_Instructions to follow_. Count the lines in the items below that contain the word "foreground", and reply with that number only.
=== Records provided ===
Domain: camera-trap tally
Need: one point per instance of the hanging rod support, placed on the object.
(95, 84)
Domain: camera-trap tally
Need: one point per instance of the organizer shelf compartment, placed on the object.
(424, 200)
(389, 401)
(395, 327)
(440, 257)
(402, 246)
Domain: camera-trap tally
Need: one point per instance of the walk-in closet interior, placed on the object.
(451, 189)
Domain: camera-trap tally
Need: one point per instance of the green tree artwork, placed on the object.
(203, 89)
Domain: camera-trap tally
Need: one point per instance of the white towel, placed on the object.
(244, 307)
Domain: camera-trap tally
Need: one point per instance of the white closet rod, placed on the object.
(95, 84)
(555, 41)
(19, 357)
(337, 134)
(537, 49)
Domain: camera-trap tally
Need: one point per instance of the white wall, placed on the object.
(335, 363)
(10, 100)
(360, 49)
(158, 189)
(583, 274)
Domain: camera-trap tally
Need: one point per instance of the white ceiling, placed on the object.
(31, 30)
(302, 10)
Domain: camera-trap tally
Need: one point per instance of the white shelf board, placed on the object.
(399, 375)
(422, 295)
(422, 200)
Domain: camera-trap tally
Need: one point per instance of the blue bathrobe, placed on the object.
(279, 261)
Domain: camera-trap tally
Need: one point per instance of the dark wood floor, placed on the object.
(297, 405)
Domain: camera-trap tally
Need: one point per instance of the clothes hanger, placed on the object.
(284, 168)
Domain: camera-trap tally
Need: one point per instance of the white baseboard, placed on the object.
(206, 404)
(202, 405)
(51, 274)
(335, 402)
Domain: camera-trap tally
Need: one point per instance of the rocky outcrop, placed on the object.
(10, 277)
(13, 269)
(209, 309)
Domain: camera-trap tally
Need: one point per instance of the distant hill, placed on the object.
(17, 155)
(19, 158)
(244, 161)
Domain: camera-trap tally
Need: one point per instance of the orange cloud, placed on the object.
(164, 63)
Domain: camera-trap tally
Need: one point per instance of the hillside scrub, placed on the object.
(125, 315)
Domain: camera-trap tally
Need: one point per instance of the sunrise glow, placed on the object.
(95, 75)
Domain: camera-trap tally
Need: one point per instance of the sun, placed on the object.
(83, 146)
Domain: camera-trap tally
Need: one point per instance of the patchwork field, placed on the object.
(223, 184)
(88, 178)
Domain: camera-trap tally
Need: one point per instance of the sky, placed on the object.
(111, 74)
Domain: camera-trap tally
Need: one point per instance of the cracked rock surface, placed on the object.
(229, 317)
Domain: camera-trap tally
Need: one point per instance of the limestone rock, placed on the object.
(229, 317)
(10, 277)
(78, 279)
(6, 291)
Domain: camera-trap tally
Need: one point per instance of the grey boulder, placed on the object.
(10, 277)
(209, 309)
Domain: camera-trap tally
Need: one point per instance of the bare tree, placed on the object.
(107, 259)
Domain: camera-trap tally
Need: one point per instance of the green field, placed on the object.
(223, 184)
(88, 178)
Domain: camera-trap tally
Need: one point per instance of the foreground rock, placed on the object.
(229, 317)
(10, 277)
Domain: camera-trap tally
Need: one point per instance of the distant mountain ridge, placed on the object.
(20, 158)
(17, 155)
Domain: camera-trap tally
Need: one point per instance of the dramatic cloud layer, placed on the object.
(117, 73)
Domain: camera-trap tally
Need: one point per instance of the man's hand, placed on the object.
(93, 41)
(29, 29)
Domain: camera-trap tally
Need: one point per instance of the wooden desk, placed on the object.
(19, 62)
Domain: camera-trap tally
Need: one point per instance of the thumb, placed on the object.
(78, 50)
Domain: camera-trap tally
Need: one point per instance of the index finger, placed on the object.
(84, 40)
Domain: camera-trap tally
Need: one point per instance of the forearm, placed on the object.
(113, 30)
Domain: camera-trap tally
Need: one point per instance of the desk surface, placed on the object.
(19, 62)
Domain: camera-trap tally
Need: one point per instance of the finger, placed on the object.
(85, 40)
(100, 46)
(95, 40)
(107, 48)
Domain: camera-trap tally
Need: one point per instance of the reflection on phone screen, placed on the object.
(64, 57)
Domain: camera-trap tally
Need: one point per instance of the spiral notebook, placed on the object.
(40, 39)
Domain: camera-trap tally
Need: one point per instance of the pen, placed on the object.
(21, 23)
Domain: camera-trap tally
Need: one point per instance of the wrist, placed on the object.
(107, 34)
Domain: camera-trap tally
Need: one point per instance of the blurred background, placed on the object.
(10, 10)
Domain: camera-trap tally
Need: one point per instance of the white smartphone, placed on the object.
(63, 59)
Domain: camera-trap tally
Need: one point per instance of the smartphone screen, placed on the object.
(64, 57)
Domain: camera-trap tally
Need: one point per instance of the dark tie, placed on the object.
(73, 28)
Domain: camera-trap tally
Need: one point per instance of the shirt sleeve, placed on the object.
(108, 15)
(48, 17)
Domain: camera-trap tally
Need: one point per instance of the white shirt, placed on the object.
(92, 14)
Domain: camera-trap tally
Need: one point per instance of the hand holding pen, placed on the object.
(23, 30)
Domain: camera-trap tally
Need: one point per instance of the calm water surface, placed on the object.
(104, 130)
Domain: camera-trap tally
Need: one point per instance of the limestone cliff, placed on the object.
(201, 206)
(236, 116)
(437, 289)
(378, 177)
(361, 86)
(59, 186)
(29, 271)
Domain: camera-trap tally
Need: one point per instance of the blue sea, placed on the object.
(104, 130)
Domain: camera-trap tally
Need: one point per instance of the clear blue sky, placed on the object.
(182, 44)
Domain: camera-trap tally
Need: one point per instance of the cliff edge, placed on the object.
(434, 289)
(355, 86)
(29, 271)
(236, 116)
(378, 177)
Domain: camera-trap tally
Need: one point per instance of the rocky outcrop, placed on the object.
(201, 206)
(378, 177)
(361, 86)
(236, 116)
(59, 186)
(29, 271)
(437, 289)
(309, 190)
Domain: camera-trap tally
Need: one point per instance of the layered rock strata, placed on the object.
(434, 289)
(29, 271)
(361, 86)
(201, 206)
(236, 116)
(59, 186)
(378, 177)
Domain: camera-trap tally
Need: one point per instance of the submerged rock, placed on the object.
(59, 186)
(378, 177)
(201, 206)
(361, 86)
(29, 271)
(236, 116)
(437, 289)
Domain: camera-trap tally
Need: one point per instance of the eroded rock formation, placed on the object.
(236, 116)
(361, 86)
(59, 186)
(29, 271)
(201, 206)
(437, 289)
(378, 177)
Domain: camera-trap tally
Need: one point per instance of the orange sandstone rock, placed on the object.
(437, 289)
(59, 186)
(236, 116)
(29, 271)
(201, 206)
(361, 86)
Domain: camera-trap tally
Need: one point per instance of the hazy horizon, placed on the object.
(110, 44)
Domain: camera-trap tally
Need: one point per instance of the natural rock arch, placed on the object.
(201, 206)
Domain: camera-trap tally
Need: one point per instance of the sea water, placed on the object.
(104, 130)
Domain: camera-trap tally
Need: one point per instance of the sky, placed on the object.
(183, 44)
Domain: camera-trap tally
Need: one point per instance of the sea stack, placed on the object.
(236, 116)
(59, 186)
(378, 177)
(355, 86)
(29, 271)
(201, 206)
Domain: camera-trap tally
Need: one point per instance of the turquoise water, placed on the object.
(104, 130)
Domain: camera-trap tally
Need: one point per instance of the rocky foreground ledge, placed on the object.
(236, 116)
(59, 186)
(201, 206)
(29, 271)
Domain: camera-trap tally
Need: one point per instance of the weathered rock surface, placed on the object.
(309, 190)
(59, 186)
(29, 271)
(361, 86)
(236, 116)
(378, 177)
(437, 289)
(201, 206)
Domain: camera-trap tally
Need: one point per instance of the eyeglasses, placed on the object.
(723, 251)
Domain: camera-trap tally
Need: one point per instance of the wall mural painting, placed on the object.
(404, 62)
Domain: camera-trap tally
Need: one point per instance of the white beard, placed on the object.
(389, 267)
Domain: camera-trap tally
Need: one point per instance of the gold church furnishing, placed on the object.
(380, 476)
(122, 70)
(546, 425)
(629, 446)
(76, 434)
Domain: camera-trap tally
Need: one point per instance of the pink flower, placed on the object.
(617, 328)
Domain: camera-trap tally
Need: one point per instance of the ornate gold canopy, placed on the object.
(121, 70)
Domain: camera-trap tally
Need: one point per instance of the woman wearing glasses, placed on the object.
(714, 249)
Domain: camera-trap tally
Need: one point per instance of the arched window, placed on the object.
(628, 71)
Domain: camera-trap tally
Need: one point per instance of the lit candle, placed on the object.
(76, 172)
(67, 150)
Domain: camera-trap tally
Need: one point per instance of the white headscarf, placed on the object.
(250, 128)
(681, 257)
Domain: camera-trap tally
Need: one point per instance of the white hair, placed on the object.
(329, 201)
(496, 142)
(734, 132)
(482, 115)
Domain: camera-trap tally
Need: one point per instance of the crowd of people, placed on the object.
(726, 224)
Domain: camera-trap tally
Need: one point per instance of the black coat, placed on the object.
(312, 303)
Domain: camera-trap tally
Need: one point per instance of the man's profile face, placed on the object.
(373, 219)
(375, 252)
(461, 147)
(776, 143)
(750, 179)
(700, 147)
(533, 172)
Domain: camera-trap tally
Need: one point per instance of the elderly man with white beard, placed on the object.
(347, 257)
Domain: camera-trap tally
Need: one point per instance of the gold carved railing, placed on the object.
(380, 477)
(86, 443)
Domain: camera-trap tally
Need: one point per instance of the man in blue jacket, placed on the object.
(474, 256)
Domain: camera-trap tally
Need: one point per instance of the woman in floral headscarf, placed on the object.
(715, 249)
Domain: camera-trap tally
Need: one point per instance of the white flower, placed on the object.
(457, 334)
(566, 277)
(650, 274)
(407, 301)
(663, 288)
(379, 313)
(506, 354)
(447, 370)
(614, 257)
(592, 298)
===
_Result of this task_. 2